--- Extracted text ---
Going into halftime with a calm frame of mind and knowing that conserving energy is a priority is essential, Chiefs safety Justin Reid said. 

“Sometimes, guys come (into) halftime like ‘Rah, rah,’” Reid told USA TODAY Sports. “The halftime is so long that you just got to have a plan for it. The first little bit is just decompressing. “And then from there, you do another mini warmup to get out there and play again.” 

Having to warm up again is the “weirdest thing” about halftime at the Super Bowl, according to former NFL offensive lineman Andrew Whitworth, who played in two Super Bowls with the Los Angeles Rams. 

“There’s almost a period of, like, you truly need to shut it down for a second and then ramp it back up,” Whitworth told USA TODAY Sports. “Whereas in like halftime normally, I would never even sit down usually. I’d just kind of walk around the locker room and sip some water, get ready to go back out there.” 

The players with more wear on their tires, such as Chiefs tight end Travis Kelce and Johnson, have more work cut out for them in terms of ramping it up, and their warmups will have to be more intense (Whitworth would know; he played in his Super Bowls at age 37 and 41).

“If I got to sit back down, I’m gonna have to get myself back up again pretty good,” Whitworth remembered. “You really got to take advantage of that window.

“And the Super Bowl is the craziest week for all that type (of) stuff. That’s why it’s a huge advantage for guys that have played in it a bunch.” 

The break reminds Chiefs right guard Trey Smith of college, when bands take the field and halftimes are generally longer. The shortness of NFL halftime was actually a transition for him, he said. 

In the Super Bowl, Smith said, it’s important to understand the priorities: refocus, regroup, “don’t freak out about anything.” 

And don’t forget the Uncrustables. 

“Get a nice PB&J sandwich, kick back a little bit and listen to your coaching points,” Smith told USA TODAY Sports. “Also, don’t rev yourself up too much. You understand it’s going to be a longer period. I think it’s more so just a focus, staying in tune, and understanding that … you’re going to have quite a while.” 

Former Chiefs offensive lineman Nick Allegretti, now with the Washington Commanders, said guys will throw their legs up and lay down on the ground if they choose. 

“Actually getting a chance to turn it off and getting a good full snack in, if not a meal, for some guys,” Allegretti said. “Hitting an actual warmup in the locker room. Just having an understanding that it is a full 30 minutes. You hear the halftime show going on. It’s just weird having that like, every game’s the same, then Super Bowl, it’s a double halftime.” 

Smith doesn’t like to eat before games, so putting something together is necessary, although he and most other players keep it light. 

“Just a little snack,” Smith said. “PB&J, a water, maybe a Gatorade. Just refuel a little bit.” 

Reid likes to wear two jerseys – one for each half – during games and uses the extra time to change at a slower pace. His snacks of choice are an Uncrustable and applesauce. Danna likes orange slices, same as he did in high school. 

During normal halftimes, coaches – especially those who are in coaching booths stories above the locker room – barely have time to speak to players. That changes at the Super Bowl. 

“It definitely helps the coaches get an extra while to digest that information and then get it to us,” Washington Commanders right tackle Andrew Wylie, also a former Chiefs lineman, told USA TODAY Sports.

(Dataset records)
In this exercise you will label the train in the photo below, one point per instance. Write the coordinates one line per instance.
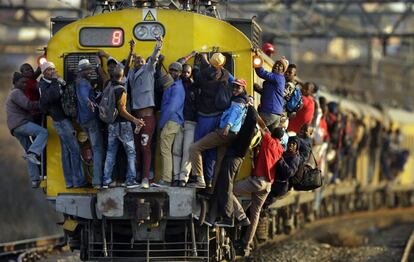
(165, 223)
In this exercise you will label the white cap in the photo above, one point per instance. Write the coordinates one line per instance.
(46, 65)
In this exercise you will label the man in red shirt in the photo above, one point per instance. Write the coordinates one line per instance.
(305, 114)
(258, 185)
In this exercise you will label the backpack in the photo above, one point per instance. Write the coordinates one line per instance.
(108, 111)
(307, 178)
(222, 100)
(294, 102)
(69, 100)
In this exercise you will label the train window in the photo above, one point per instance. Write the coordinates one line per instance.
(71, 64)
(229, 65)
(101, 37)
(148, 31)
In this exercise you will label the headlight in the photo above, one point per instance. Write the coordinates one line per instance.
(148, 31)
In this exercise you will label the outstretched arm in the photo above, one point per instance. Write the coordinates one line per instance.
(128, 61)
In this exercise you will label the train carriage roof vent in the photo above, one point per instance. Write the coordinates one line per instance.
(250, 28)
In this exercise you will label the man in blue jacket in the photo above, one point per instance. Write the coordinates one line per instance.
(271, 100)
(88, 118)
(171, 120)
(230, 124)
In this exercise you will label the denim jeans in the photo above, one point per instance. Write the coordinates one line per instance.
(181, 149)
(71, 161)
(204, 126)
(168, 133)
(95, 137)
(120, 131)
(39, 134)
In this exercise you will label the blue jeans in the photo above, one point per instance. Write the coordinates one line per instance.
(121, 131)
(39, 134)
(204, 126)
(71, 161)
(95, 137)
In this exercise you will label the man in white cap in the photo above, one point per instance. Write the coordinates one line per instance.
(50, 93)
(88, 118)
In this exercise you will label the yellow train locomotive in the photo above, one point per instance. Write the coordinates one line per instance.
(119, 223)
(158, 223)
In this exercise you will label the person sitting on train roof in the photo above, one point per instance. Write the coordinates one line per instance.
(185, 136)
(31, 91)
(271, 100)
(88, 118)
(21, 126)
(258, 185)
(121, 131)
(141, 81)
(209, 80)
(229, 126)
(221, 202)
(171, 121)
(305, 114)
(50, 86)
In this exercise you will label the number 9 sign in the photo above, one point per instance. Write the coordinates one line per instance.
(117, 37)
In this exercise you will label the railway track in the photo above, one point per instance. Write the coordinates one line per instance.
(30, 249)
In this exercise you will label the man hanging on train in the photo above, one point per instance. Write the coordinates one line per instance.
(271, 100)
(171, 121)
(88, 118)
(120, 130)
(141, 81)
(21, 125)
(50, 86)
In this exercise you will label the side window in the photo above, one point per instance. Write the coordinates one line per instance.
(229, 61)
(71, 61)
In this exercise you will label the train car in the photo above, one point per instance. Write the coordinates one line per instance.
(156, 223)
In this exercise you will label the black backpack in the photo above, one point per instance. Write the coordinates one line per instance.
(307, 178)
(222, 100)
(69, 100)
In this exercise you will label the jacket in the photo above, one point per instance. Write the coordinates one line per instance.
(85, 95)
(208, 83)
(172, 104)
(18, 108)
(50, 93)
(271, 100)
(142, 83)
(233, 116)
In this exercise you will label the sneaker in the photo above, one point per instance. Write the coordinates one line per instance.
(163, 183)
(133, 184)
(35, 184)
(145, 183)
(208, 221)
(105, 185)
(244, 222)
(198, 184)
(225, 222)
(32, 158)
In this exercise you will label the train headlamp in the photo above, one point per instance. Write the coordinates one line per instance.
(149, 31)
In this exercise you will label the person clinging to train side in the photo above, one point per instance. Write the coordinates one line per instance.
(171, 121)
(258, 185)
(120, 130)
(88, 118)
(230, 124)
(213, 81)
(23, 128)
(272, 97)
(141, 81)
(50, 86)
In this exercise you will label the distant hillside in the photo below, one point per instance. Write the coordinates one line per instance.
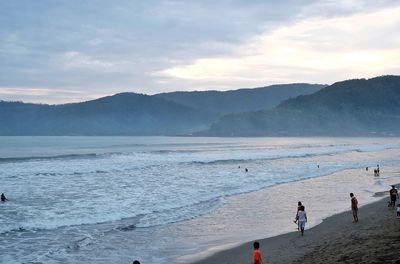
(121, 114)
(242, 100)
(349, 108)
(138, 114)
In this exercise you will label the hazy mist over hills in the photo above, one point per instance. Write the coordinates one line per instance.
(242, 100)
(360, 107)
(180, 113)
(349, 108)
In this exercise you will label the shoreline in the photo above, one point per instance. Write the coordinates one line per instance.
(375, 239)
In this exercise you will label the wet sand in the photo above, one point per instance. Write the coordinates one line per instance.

--- Problem A ---
Answer these questions using the article on Super Bowl halftime:
(i) In how many Super Bowls did Andrew Whitworth play with the Los Angeles Rams?
(ii) Which two snacks does Justin Reid choose?
(iii) According to Nick Allegretti, how long is the Super Bowl halftime?
--- Problem B ---
Return everything in the article on Super Bowl halftime from "Smith doesn’t like" down to "in high school.", copied word for word.
The records have nothing to do with this.

--- Exercise answer A ---
(i) Two
(ii) An Uncrustable and applesauce
(iii) A full 30 minutes

--- Exercise answer B ---
Smith doesn’t like to eat before games, so putting something together is necessary, although he and most other players keep it light. 

“Just a little snack,” Smith said. “PB&J, a water, maybe a Gatorade. Just refuel a little bit.” 

Reid likes to wear two jerseys – one for each half – during games and uses the extra time to change at a slower pace. His snacks of choice are an Uncrustable and applesauce. Danna likes orange slices, same as he did in high school.